DOCUMENT SECTION:
Excel doesn’t handle a record as a whole. Inserting, deleting and moving a record are operations performed based on rows and columns of a worksheet. There’s almost no problem about processing single-row records. But operations on rows become complicated in handling multi-row records and records with sub-records, and inserting and deleting fields based on columns are almost non-executable.
Because Excel isn’t good at handling multi-row records, it generally prevents them from appearing when generating the original data. So there’re not many chances for Excel users to encounter them. In many real-world businesses, however, it’s not a rarity that users find themselves in the face of a multi-level worksheet or multi-level data items. By the way, group operations will generate multi-level tables, as we’ll mention later.
Even with single-row records, Excel will still make mistakes in copying formulas for inter-row calculations (such as the calculation of YOY rate and the accumulated value) when rows are inserted or deleted. There’s the same problem in moving records through the copy. Both cases require modifying the results manually or recopying by drag-and-drop. In addition, since Excel doesn’t stress the concept of records, it doesn’t offer hot keys for record processing, making the modification and recopying not that easy.

DATA PROVIDED:
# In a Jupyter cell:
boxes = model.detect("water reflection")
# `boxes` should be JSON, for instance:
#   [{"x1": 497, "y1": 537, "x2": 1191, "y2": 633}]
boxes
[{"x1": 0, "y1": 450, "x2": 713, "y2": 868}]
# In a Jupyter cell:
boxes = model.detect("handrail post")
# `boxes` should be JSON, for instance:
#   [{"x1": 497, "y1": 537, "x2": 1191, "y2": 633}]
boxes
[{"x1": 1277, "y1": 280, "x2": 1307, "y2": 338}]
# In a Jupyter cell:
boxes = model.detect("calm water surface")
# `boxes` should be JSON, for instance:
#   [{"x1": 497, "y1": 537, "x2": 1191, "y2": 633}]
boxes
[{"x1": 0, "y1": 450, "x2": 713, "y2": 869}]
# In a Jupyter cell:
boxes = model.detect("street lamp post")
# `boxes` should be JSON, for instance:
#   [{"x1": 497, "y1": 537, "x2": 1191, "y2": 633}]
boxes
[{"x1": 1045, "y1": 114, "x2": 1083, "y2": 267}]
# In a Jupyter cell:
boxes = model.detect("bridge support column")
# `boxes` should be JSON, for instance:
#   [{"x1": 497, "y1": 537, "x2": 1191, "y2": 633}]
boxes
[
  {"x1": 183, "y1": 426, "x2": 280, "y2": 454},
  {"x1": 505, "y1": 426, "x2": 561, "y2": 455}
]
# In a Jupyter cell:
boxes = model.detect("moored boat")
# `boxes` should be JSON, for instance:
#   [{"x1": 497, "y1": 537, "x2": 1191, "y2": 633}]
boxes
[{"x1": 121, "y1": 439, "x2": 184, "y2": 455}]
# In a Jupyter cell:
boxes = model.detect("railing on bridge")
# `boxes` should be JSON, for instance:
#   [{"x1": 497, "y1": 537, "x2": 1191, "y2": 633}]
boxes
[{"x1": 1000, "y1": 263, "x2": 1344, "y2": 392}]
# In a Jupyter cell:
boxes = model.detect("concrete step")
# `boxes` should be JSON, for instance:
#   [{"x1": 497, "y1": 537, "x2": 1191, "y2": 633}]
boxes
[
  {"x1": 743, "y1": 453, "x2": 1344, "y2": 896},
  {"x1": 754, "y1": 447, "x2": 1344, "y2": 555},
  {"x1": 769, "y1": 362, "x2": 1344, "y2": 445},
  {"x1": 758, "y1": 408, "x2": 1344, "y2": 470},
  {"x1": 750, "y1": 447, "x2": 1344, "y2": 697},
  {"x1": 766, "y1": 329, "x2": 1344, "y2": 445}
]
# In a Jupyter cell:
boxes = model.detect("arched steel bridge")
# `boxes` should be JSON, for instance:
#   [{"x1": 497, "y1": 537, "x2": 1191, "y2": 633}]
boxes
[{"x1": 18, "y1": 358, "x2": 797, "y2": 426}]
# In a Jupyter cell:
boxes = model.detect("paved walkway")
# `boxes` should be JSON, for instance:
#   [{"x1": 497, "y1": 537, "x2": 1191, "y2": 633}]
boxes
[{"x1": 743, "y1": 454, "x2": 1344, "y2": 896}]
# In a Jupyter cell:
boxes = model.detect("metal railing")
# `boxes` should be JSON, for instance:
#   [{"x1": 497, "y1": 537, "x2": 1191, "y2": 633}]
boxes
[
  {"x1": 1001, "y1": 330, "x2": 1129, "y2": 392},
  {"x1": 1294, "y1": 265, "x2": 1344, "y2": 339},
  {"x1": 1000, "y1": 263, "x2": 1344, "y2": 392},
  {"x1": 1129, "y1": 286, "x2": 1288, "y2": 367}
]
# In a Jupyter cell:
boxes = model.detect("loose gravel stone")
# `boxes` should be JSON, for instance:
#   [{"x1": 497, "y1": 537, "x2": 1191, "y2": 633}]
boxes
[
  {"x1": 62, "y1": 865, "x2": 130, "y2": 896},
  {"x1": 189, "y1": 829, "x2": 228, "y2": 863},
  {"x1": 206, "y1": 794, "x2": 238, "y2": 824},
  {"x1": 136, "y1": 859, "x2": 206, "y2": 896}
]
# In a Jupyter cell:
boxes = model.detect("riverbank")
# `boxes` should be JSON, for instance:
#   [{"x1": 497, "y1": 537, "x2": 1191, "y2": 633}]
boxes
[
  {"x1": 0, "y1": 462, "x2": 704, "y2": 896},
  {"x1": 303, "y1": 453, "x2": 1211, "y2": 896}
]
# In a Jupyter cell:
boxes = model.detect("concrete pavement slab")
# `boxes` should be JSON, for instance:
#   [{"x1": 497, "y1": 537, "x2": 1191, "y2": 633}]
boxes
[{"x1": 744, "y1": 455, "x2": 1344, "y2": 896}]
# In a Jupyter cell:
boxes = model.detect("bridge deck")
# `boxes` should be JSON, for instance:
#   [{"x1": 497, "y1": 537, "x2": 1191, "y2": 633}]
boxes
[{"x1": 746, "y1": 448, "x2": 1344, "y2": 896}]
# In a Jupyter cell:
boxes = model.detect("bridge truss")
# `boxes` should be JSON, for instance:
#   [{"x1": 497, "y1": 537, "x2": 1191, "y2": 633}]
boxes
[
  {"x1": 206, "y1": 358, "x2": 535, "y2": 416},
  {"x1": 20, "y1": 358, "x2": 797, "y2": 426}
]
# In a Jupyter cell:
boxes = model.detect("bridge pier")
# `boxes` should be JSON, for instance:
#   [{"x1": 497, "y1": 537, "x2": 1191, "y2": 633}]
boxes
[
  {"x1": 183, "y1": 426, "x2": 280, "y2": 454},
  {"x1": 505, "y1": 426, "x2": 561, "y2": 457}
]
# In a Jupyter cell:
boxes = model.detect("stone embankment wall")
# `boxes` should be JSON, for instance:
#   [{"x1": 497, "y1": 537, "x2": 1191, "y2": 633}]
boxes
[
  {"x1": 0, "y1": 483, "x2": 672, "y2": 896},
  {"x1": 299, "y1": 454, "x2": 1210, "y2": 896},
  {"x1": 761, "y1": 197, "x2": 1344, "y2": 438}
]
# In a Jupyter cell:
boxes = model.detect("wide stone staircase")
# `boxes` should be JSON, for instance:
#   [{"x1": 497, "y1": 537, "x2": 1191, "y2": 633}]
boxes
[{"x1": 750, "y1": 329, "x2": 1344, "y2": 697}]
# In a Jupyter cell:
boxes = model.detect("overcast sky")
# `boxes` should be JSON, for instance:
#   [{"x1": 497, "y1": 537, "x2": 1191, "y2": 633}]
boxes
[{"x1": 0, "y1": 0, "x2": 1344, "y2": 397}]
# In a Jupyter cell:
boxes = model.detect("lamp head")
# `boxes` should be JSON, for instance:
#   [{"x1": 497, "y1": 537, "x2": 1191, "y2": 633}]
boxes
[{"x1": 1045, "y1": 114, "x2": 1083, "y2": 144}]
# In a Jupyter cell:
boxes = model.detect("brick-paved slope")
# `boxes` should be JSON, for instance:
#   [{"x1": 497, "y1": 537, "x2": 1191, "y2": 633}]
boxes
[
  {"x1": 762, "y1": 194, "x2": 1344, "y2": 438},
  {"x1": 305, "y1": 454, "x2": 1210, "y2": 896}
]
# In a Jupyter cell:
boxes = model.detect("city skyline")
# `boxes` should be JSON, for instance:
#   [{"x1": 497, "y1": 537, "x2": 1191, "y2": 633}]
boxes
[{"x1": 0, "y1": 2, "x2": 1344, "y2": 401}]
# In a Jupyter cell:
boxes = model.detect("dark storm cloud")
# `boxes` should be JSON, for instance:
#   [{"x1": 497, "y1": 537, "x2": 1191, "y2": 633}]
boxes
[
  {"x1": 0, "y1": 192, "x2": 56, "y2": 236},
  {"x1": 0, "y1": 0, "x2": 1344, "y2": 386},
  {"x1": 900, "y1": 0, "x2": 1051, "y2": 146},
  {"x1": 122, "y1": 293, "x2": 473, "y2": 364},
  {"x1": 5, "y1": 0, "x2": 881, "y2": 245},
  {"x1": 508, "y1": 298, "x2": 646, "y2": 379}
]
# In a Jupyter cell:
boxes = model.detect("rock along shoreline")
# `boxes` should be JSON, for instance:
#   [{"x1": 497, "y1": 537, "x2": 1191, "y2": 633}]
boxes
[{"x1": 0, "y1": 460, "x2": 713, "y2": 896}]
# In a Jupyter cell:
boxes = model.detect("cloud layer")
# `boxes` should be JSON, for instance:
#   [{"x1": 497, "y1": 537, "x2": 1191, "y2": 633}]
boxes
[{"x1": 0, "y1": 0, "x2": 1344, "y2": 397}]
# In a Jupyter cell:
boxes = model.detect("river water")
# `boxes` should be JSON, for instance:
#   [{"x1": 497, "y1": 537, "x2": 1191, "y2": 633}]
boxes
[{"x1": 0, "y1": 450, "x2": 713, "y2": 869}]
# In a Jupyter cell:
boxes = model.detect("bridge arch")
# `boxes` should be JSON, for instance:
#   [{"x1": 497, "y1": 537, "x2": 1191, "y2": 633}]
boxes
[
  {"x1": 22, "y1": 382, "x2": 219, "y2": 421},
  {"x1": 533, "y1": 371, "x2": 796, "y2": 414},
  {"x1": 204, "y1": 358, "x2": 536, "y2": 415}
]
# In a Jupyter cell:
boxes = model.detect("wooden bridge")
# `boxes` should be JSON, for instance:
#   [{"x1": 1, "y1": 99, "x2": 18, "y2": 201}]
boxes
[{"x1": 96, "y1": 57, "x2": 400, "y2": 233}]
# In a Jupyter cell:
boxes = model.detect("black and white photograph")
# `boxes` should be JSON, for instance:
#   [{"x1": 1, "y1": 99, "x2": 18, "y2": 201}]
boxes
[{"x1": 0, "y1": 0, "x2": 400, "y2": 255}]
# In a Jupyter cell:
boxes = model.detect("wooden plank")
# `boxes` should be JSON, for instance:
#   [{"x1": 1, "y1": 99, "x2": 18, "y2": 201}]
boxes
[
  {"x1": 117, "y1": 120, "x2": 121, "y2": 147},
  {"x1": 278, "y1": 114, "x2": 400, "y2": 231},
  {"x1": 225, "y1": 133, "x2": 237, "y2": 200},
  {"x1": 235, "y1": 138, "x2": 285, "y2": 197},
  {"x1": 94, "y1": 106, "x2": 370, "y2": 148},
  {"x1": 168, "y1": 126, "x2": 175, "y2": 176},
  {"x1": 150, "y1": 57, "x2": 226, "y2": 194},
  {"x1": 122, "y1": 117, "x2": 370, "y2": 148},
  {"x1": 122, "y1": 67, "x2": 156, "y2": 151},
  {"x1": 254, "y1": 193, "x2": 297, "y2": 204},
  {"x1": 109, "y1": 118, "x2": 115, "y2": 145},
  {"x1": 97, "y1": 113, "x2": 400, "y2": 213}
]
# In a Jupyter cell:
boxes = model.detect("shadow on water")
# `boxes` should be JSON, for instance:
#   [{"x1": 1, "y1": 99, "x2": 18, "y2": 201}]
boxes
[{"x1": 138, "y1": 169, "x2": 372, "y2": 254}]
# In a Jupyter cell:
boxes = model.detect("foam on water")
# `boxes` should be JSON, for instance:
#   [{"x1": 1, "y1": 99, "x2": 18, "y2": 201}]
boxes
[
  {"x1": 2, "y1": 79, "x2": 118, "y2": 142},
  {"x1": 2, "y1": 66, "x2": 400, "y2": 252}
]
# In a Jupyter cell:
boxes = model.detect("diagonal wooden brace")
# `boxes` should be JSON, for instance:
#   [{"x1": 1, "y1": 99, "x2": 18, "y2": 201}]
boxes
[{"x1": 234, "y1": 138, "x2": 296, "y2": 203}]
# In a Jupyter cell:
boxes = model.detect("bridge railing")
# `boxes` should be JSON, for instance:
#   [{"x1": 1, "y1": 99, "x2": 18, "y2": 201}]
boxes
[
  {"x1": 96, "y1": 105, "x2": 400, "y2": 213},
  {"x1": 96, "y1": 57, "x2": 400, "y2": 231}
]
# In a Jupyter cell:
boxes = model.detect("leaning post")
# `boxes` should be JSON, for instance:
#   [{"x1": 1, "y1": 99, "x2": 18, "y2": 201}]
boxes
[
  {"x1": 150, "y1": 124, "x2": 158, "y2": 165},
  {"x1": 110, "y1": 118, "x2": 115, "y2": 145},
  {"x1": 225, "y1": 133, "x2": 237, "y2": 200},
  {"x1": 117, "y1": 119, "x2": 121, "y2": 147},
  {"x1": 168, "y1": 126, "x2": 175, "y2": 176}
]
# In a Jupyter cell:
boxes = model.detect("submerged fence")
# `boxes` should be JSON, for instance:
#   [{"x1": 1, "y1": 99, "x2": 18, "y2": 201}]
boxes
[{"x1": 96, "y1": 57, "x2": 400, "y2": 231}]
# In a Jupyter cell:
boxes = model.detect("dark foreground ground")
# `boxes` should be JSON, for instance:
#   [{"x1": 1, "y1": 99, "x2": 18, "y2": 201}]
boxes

YOUR TASKS:
**a)** Reproduce the full text on Excel's handling of records word for word.
**b)** Pull out every line of the entries that contains the word "concrete", matching case.

TASK ANSWERS:
**a)**
Excel doesn’t handle a record as a whole. Inserting, deleting and moving a record are operations performed based on rows and columns of a worksheet. There’s almost no problem about processing single-row records. But operations on rows become complicated in handling multi-row records and records with sub-records, and inserting and deleting fields based on columns are almost non-executable.
Because Excel isn’t good at handling multi-row records, it generally prevents them from appearing when generating the original data. So there’re not many chances for Excel users to encounter them. In many real-world businesses, however, it’s not a rarity that users find themselves in the face of a multi-level worksheet or multi-level data items. By the way, group operations will generate multi-level tables, as we’ll mention later.
Even with single-row records, Excel will still make mistakes in copying formulas for inter-row calculations (such as the calculation of YOY rate and the accumulated value) when rows are inserted or deleted. There’s the same problem in moving records through the copy. Both cases require modifying the results manually or recopying by drag-and-drop. In addition, since Excel doesn’t stress the concept of records, it doesn’t offer hot keys for record processing, making the modification and recopying not that easy.

**b)**
boxes = model.detect("concrete step")
boxes = model.detect("concrete pavement slab")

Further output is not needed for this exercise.